- **FRAGMENTO SELECCIONADO**:

######

El Sistema Canovista
El gran artífice de la Restauración fue Antonio Cánovas del Castillo. El sistema tenía carácter conservador, se asentaba en un sistema parlamentario liberal, pero escasamente democrático. Los pilares sobre los que se apoyaba eran la Corona, el turnismo y el ejército.
El Turnismo
Uno de los pilares del sistema era el bipartidismo. Se basó en el turnismo pacífico, que era la alternancia pactada en el poder entre los dos grandes partidos “del sistema”: el Liberal-Conservador y el Liberal-Fusionista.
- El Partido Conservador, fundado en 1876 por Cánovas, representaba a la derecha.
- El Partido Liberal se nutrió de antiguos progresistas, de demócratas y algunos republicanos. Su ideología era de centro-izquierda y su líder, Práxedes Mateo Sagasta.
Cuando las Cortes criticaban con dureza actuaciones del gobierno o existían desacuerdos internos en el partido en el gobierno, este dimitía en bloque y el monarca llamaba a gobernar al jefe del partido de la oposición. Este, inmediatamente en el gobierno, convocaba nuevas elecciones para constituir una mayoría parlamentaria de su propio partido que le permitiera ejercer el poder de manera estable.
El Caciquismo
Otro elemento clave fue la práctica del caciquismo, la manipulación sistemática de las elecciones, cuyos resultados controlaban los caciques: terratenientes de zonas rurales o individuos que tenían mucha influencia en los pueblos. La manipulación la hacían bien “comprando” los votos de los campesinos, bien a través de la coacción (los caciques podían dar o quitar los puestos de trabajo) o también directamente mediante la falsificación de los votos (“dar el pucherazo”). Siempre ganaba el partido que le tocaba gobernar por turnos.
Como los dos partidos del sistema (y la oligarquía que los sustentaba) estaban de acuerdo en lo esencial (defensa del capitalismo, la propiedad privada, la monarquía, el sistema político “de arriba a abajo”), ambos llevaron a cabo las prácticas caciquiles. El candidato oficial, llamado “encasillado”, sabía que tenía ganada la elección antes de que esta se realizara.

######

- **DATOS PROPORCIONADOS**:
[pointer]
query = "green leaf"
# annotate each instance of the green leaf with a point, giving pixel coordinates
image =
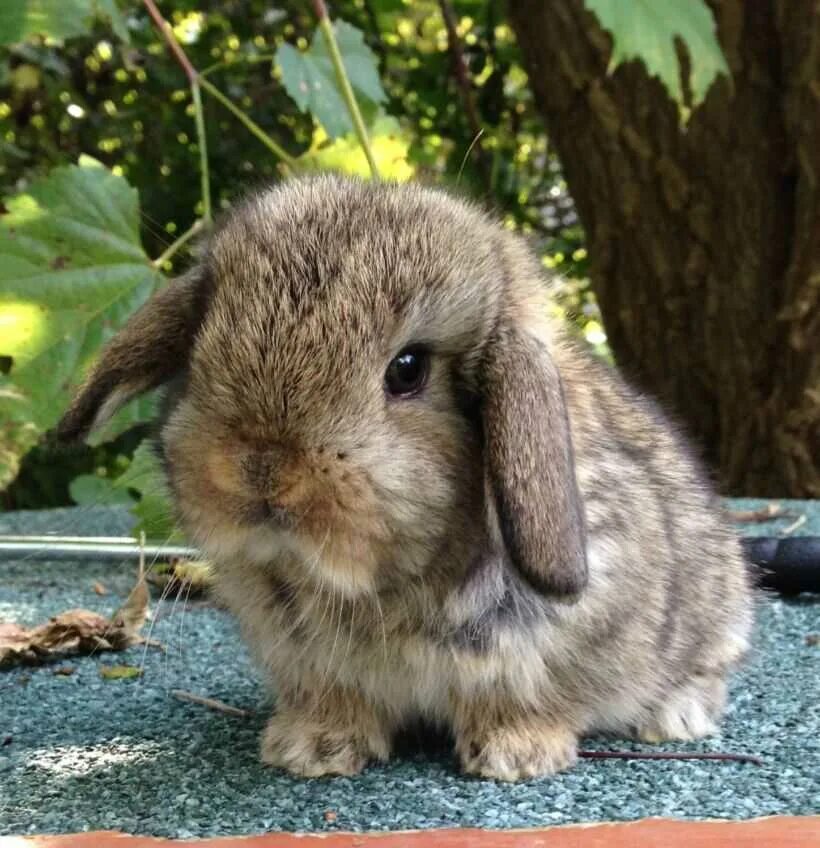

######

- **TAREA 1**:
Transcribe del texto sobre el sistema canovista el fragmento que va desde "El Sistema Canovista" hasta "a la derecha.".
- **TAREA 2**:
Responde a estas preguntas según el texto sobre el sistema canovista:
(a) ¿Cuáles eran los tres pilares en que se apoyaba el sistema?
(b) ¿Quién fundó el Partido Conservador y en qué año?
(c) ¿Qué nombre recibía el candidato oficial que sabía que tenía ganada la elección?

- **RESPUESTA 1**:
El Sistema Canovista
El gran artífice de la Restauración fue Antonio Cánovas del Castillo. El sistema tenía carácter conservador, se asentaba en un sistema parlamentario liberal, pero escasamente democrático. Los pilares sobre los que se apoyaba eran la Corona, el turnismo y el ejército.
El Turnismo
Uno de los pilares del sistema era el bipartidismo. Se basó en el turnismo pacífico, que era la alternancia pactada en el poder entre los dos grandes partidos “del sistema”: el Liberal-Conservador y el Liberal-Fusionista.
- El Partido Conservador, fundado en 1876 por Cánovas, representaba a la derecha.

- **RESPUESTA 2**:
(a) La Corona, el turnismo y el ejército.
(b) Cánovas, en 1876.
(c) "Encasillado".